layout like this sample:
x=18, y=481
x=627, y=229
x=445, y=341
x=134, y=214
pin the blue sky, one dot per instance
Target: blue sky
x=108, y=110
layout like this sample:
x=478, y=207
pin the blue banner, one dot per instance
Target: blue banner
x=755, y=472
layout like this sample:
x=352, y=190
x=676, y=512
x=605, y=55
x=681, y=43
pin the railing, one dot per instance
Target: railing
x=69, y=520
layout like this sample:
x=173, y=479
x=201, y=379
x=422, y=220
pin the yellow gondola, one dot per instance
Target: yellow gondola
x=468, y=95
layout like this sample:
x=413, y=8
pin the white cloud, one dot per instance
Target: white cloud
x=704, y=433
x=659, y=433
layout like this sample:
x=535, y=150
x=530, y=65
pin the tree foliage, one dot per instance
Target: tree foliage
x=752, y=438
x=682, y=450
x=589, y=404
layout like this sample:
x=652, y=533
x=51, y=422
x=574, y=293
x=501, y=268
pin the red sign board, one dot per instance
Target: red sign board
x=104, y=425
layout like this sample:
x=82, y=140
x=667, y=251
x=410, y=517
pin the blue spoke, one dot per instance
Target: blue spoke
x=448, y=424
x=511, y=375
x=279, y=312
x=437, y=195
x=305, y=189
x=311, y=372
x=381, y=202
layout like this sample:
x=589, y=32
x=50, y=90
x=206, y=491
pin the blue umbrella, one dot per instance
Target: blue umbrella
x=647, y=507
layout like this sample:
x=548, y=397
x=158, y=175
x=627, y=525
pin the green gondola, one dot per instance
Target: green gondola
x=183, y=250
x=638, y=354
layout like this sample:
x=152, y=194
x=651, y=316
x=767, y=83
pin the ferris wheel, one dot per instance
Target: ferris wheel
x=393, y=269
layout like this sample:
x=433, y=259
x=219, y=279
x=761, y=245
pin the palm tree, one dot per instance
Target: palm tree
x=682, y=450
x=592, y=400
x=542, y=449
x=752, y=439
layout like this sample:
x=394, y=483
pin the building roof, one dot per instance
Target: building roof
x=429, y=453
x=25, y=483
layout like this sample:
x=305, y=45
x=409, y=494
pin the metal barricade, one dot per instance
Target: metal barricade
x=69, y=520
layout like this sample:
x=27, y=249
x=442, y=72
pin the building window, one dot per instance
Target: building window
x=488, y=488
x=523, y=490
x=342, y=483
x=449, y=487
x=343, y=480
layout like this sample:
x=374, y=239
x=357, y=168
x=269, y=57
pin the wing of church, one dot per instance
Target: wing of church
━━━━━━━━━━━━━━━━━━━━
Task prompt:
Copy all of the lines above verbatim, keeping each one in its original order and form.

Worked answer:
layout like this sample:
x=18, y=481
x=627, y=229
x=445, y=341
x=134, y=214
pin the blue sky, one dot per instance
Target: blue sky
x=108, y=110
layout like this sample:
x=478, y=207
pin the blue banner, one dot per instance
Target: blue banner
x=755, y=472
layout like this sample:
x=352, y=190
x=676, y=512
x=605, y=55
x=681, y=43
pin the railing, one dot per instance
Target: railing
x=69, y=520
layout like this sample:
x=173, y=479
x=201, y=379
x=422, y=220
pin the yellow gondola, one dot per instance
Target: yellow gondola
x=468, y=95
layout like this sample:
x=413, y=8
pin the white cloud, one dot per instance
Target: white cloud
x=704, y=433
x=659, y=433
layout like this sample:
x=535, y=150
x=530, y=65
pin the tree foliage, one dot per instance
Target: tree foliage
x=752, y=438
x=682, y=450
x=589, y=404
layout like this sample:
x=652, y=533
x=51, y=422
x=574, y=293
x=501, y=268
pin the red sign board, one dot per instance
Target: red sign board
x=104, y=425
layout like this sample:
x=82, y=140
x=667, y=251
x=410, y=517
pin the blue spoke, one dot per instance
Target: blue spoke
x=448, y=424
x=511, y=375
x=279, y=312
x=437, y=195
x=305, y=189
x=311, y=372
x=381, y=202
layout like this sample:
x=589, y=32
x=50, y=90
x=206, y=491
pin the blue umbrella, one dot per instance
Target: blue umbrella
x=647, y=507
layout like this sample:
x=548, y=397
x=158, y=175
x=627, y=525
pin the green gondola, one dot per instance
Target: green gondola
x=183, y=250
x=638, y=354
layout like this sample:
x=152, y=194
x=651, y=316
x=767, y=83
pin the ferris wheel, one dot per instance
Target: ferris wheel
x=393, y=269
layout like this sample:
x=433, y=259
x=219, y=279
x=761, y=245
pin the palm tree, one dot per instance
Target: palm tree
x=682, y=450
x=592, y=400
x=542, y=449
x=752, y=439
layout like this sample:
x=394, y=483
pin the building roof, one dot per instance
Target: building roof
x=429, y=453
x=25, y=483
layout like this sample:
x=305, y=45
x=409, y=494
pin the metal barricade, one dot per instance
Target: metal barricade
x=69, y=520
layout like this sample:
x=27, y=249
x=442, y=72
pin the building window, one dot per instance
Target: building window
x=488, y=488
x=523, y=490
x=342, y=483
x=449, y=487
x=343, y=480
layout like this sample:
x=374, y=239
x=357, y=168
x=269, y=57
pin the wing of church, one dot per instance
Target: wing of church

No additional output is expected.